[Data entries]
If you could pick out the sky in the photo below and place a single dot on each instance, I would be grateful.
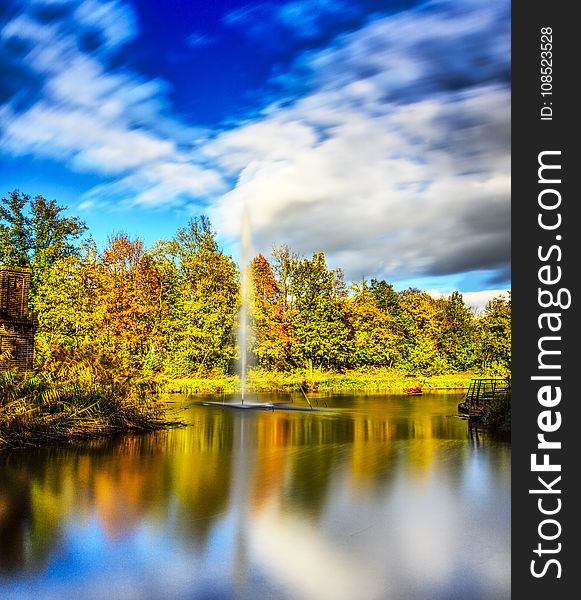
(377, 132)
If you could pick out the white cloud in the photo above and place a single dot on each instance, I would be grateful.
(394, 160)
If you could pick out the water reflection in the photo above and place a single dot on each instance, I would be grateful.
(381, 497)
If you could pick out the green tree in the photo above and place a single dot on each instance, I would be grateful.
(202, 288)
(374, 341)
(273, 337)
(15, 235)
(494, 337)
(320, 330)
(456, 338)
(418, 328)
(35, 233)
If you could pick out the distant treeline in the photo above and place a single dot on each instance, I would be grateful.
(172, 309)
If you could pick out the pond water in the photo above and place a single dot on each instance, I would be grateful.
(376, 497)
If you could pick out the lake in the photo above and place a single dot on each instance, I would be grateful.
(373, 497)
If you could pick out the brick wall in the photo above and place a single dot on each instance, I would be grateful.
(17, 326)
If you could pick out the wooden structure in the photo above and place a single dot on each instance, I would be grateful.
(17, 325)
(481, 391)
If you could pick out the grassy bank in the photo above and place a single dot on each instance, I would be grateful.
(41, 409)
(372, 380)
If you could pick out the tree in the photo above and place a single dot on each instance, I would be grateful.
(273, 336)
(494, 337)
(418, 326)
(130, 292)
(202, 289)
(374, 339)
(52, 236)
(319, 324)
(456, 338)
(34, 233)
(15, 236)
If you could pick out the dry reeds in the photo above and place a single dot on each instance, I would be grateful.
(78, 400)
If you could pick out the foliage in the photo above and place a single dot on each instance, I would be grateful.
(171, 311)
(35, 233)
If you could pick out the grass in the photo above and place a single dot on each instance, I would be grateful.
(260, 380)
(41, 409)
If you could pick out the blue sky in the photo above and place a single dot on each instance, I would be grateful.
(378, 132)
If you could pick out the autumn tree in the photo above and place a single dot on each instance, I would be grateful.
(202, 290)
(35, 233)
(456, 337)
(130, 293)
(374, 341)
(418, 323)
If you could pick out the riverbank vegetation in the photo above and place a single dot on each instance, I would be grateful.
(168, 314)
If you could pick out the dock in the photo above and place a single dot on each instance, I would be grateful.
(480, 392)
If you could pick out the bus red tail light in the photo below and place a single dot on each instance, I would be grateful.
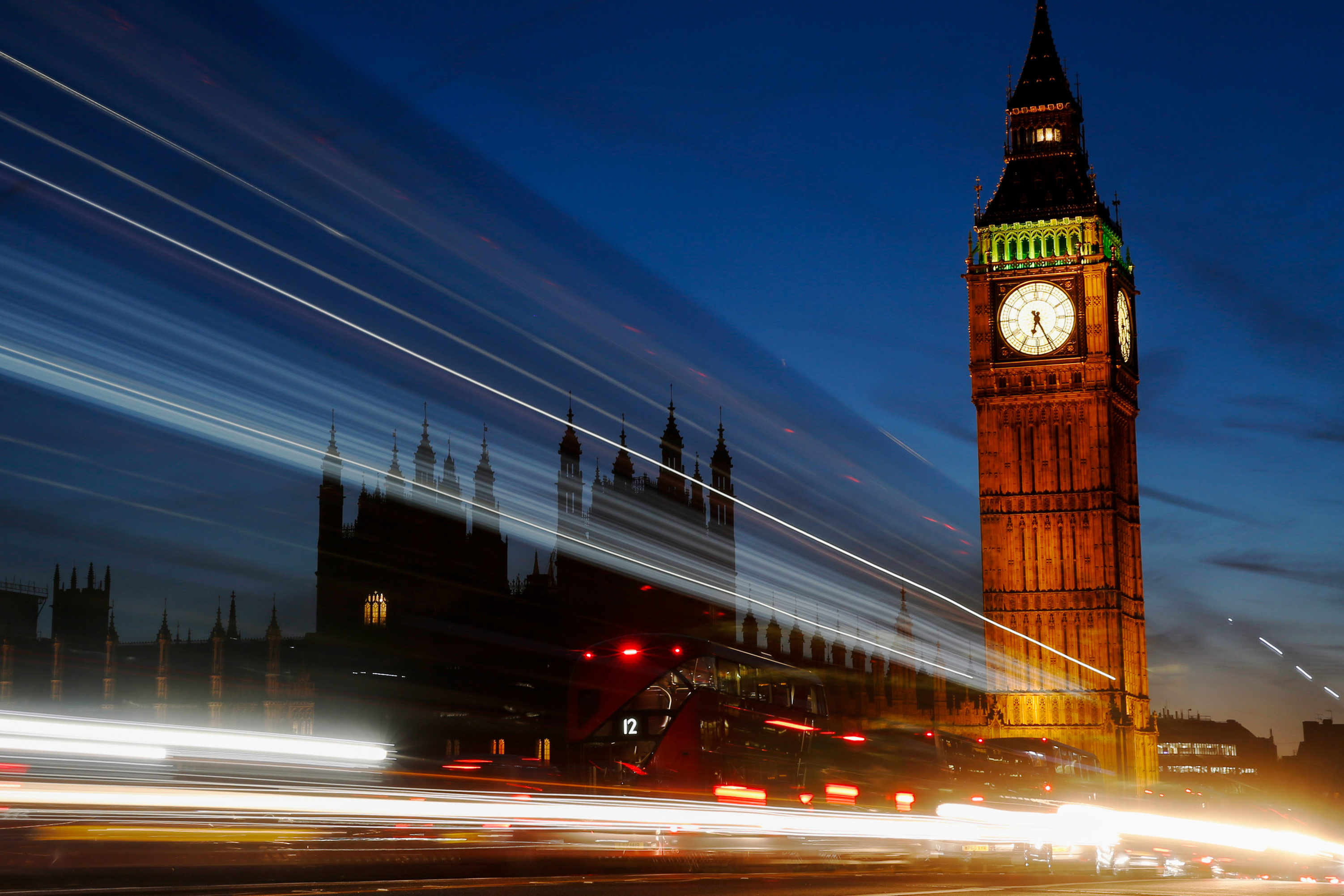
(734, 794)
(842, 794)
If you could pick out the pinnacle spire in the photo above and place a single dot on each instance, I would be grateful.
(1042, 81)
(218, 632)
(425, 456)
(394, 472)
(623, 469)
(233, 617)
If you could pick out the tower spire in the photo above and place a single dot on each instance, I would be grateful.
(1046, 171)
(1042, 81)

• WHAT THE TASK ASKS:
Retype the entries above word for word, minus any images.

• SOLUTION TO THIS PROBLEM:
If you could pick out the sky in the photo below and place a single dot on each instance, I would be grateful.
(377, 132)
If you could pick out the white cloud in the photo above and place a single dot on each instance, I would be grateful.
(394, 160)
If you could pick out the water reflection in the photo above and place a single dot on each instance, I would be grateful.
(381, 497)
If you could pick out the green tree in the photo above and place a single dot on each instance, I would be grateful.
(202, 288)
(374, 341)
(273, 337)
(15, 235)
(494, 337)
(320, 330)
(456, 338)
(418, 328)
(35, 233)
If you could pick out the distant treeline in the photo above and place a single dot on each instance, I would be grateful.
(172, 309)
If you could pick out the pond water in the photo above and place a single dot on each instance, I would be grateful.
(376, 497)
If you could pick out the lake in the photo above and place a single dot on each instance, I would be grateful.
(373, 497)
If you could pick out the brick wall in the photo above and place a single dot on each instance, I would be grateful.
(17, 326)
If you could pick out the wooden structure in the photo above and place a single dot on each instance, I would be grateful.
(17, 325)
(481, 391)
If you could pick out the grassy bank in the photo above and place a single dot on each instance, I would be grateful.
(41, 409)
(372, 380)
If you could pick out the tree in the photo above and place a single dot on each instance, I would be grateful.
(273, 336)
(494, 337)
(418, 326)
(130, 292)
(202, 289)
(374, 339)
(52, 236)
(319, 324)
(456, 338)
(34, 233)
(15, 236)
If you could pick out the dry reeds in the photo above and place a single dot on each instance, I would be grateful.
(78, 400)
If you could pick out the foliage in the photo above and place a single dot on each instance, I would be grateful.
(171, 311)
(35, 233)
If you could pick out the grass in the photo above and place a single dot on each instance, I would be grateful.
(260, 380)
(41, 409)
If you could pick out the blue sky in the photo above and place a single dot on each instance, I would be grateful.
(378, 132)
If you could pick out the autumn tree in the photo above and place a single dot on each instance, I would be grateful.
(202, 290)
(35, 233)
(456, 337)
(130, 293)
(374, 341)
(418, 323)
If you could pick out the riverbank vegetation in the photo above and place a single dot on each instance, I would be grateful.
(168, 314)
If you could pick out the dock in the photo above and place a single dot on each instance, I would be grateful.
(480, 392)
If you could pick out the bus red tail light in the photo below and place a single dot on each instance, I would be grateful.
(734, 794)
(842, 794)
If you could pick out the pinnacle spire in the photo above and place a single dot on each instance, I would be grateful.
(1042, 81)
(218, 632)
(425, 456)
(394, 472)
(623, 469)
(233, 617)
If you could pick out the tower spire in the photo above and place a single dot on each instance, I would be grateful.
(1046, 171)
(1042, 81)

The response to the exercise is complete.